Views (or stored procs) to get at the underlying table data are the best way. However, if you have the problem with "too many cooks in the kitchen" like we do (too many people have rights to the data and may just use the table without knowing enough to use the view/proc) you should try using another table.

We have a complete mimic of the base table with a few extra columns for tracking. So Employee table has an EmployeeDeleted table with the same schema but extra columns for when it was deleted and who deleted it and sometimes even the reason for deletion. You can even get fancy and have triggers do the insertion directly instead of going through applications/procs.

Biggest Advantage: no flag to worry about during selects

Biggest Disadvantage: any schema changes to the base table also have to be made on the "deleted" table

Best for: situations where for whatever reason (usually political with us) many not-as-experienced people have rights to the data but still expect it to be accurate without having to understand flags or schemas, etc

ktharsis
A: 

I've used soft deletes before on a number of applications I've worked on, and overall it's worked out quite well. Yes, there is the issue of always having to remember to add AND IsActive = 1 to all of your SELECT queries, but really that's not so bad. You can create views if you don't want to have to remember to always do that.

Problem A
Retype the part of the soft-delete discussion starting with "We have a complete" and going on through "going through applications/procs.".
Problem B
Decide whether each statement agrees with the soft-delete discussion, answering yes or no and quoting the words that settle it: (i) The copy-table approach's biggest advantage is that there is no flag to deal with in selects. (ii) The table for deleted employees uses a different schema from the Employee table. (iii) The second poster found that soft deletes worked out poorly overall.
Problem C
Proceed with the soft-delete discussion, picking up after its last sentence.
The listing that follows comes from a separate source.

Entries supplied
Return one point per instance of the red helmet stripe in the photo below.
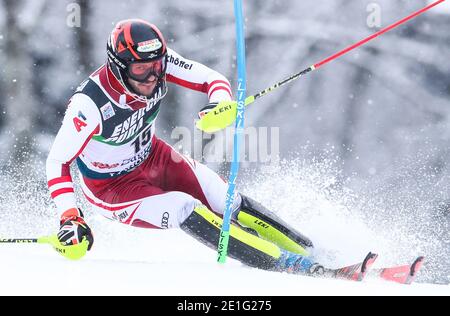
---
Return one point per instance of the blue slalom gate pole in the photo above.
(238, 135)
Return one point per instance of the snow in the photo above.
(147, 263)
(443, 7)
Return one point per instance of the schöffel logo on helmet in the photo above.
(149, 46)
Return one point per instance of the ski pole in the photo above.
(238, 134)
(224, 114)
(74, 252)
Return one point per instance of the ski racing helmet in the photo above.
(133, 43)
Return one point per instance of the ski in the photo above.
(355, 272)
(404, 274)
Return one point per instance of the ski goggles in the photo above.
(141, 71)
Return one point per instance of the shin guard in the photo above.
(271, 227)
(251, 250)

Reply A
We have a complete mimic of the base table with a few extra columns for tracking. So Employee table has an EmployeeDeleted table with the same schema but extra columns for when it was deleted and who deleted it and sometimes even the reason for deletion. You can even get fancy and have triggers do the insertion directly instead of going through applications/procs.

Reply B
(i) Yes: "Biggest Advantage: no flag to worry about during selects"
(ii) No: "with the same schema but extra columns for when it was deleted and who deleted it"
(iii) No: "overall it's worked out quite well"

Reply C
The reason we've done this is because we had very specific business needs to be able to report on records that have been deleted. The reporting needs varied widely - sometimes they'd need to see just the active records, or just the inactive records, or sometimes a mix of both - so pushing all the deleted records into an audit table wasn't a very good option.

So, depending on your particular business needs, I think this approach is certainly a viable option.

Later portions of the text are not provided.